WHAT IS REQUIRED: Please report every line from the material that contains the word "fallen".

INPUT DATA:
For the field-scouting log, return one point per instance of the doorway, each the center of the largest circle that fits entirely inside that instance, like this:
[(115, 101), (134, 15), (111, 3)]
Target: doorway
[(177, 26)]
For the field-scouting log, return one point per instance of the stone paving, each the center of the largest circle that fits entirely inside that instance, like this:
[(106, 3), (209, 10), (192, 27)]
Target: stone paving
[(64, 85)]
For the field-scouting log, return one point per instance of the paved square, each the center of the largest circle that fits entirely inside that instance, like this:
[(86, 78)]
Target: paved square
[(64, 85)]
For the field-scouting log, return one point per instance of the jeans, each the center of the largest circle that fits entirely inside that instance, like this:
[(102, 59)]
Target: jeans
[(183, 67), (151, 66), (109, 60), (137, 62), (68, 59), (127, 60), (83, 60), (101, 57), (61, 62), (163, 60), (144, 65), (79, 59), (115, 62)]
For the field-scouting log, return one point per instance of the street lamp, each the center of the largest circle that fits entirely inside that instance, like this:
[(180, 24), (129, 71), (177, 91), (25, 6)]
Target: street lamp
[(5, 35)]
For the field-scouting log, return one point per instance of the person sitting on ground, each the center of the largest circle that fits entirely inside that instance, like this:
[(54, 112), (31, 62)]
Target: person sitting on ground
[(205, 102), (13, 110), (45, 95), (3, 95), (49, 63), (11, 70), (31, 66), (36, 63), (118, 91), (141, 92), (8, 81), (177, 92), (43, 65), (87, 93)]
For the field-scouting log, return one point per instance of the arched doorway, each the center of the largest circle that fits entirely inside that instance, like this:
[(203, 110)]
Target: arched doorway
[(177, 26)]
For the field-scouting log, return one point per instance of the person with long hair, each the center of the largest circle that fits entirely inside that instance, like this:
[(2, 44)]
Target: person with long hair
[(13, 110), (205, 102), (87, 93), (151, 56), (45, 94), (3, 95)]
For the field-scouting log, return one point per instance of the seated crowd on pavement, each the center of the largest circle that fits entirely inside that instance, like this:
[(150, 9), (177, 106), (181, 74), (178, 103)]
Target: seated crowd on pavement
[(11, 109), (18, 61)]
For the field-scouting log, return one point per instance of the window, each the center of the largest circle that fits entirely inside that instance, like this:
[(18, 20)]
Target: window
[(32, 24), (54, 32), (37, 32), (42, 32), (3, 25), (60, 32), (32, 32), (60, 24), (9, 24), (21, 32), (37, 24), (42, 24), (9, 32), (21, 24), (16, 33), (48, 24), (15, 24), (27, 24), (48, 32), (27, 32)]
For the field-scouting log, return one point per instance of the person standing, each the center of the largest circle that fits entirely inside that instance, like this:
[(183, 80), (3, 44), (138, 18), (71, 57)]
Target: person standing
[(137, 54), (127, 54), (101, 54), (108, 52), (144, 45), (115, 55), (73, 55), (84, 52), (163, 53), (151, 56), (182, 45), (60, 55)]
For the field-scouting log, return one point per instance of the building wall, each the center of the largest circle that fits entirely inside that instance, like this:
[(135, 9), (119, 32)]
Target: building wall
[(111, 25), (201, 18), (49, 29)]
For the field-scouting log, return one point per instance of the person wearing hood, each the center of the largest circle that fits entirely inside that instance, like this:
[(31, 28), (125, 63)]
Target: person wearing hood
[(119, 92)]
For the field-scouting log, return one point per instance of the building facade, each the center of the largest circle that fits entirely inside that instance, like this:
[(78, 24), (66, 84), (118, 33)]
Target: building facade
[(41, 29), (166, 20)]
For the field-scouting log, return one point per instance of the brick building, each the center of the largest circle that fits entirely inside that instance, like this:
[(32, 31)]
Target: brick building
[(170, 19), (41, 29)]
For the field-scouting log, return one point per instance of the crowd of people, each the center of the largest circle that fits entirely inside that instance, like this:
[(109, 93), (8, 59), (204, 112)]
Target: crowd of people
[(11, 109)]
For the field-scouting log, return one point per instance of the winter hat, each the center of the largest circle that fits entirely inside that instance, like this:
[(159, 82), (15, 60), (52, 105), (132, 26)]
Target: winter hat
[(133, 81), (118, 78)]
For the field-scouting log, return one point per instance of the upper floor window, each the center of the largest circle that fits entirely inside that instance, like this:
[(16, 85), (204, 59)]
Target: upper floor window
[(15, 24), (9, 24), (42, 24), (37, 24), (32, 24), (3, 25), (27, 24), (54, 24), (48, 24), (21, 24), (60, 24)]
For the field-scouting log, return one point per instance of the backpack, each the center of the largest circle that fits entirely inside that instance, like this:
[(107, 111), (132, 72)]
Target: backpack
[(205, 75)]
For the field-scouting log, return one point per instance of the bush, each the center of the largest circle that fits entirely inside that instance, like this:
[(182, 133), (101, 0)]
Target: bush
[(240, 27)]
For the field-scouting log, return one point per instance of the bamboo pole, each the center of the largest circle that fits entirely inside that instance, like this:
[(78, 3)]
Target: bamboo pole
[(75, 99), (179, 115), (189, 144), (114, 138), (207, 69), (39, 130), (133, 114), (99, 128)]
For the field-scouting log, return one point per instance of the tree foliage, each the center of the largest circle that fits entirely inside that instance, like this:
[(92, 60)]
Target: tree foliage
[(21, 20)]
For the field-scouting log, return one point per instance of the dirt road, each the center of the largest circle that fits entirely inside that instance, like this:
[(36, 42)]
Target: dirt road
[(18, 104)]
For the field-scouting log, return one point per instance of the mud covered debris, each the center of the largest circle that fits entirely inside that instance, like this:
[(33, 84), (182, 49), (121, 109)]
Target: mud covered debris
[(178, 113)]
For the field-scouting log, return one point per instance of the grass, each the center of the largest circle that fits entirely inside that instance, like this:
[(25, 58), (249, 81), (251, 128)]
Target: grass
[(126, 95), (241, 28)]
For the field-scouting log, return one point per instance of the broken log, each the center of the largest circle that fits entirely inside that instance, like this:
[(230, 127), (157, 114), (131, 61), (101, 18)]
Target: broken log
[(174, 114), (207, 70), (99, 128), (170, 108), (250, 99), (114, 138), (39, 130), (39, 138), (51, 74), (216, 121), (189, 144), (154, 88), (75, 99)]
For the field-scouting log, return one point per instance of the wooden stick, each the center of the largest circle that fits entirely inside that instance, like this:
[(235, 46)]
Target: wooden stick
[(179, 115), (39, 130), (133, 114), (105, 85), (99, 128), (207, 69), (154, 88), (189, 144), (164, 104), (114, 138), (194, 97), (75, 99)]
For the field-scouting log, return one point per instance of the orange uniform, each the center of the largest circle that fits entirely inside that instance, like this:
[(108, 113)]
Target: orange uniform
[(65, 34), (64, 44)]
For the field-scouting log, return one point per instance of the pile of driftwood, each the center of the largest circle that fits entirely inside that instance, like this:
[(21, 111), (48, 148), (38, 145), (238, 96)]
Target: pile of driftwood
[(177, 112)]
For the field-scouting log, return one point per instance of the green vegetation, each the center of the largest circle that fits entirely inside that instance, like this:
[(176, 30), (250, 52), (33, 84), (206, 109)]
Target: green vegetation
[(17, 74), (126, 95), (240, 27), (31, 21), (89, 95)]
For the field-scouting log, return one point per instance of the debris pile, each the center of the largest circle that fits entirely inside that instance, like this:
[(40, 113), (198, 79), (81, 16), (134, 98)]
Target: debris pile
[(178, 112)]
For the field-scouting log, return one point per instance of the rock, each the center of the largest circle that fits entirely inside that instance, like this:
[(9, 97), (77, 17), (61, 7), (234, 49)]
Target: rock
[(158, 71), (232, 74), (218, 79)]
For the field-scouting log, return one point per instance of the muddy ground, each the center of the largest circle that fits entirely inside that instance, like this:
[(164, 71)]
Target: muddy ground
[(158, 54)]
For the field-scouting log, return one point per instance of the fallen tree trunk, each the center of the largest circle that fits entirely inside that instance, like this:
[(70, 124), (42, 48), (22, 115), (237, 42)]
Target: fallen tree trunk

REPLY TO THE EXERCISE:
For the field-scouting log, return one point per instance of the fallen tree trunk, each the center of the largest circle that fits entirely inside that instance, like this:
Target: fallen tree trunk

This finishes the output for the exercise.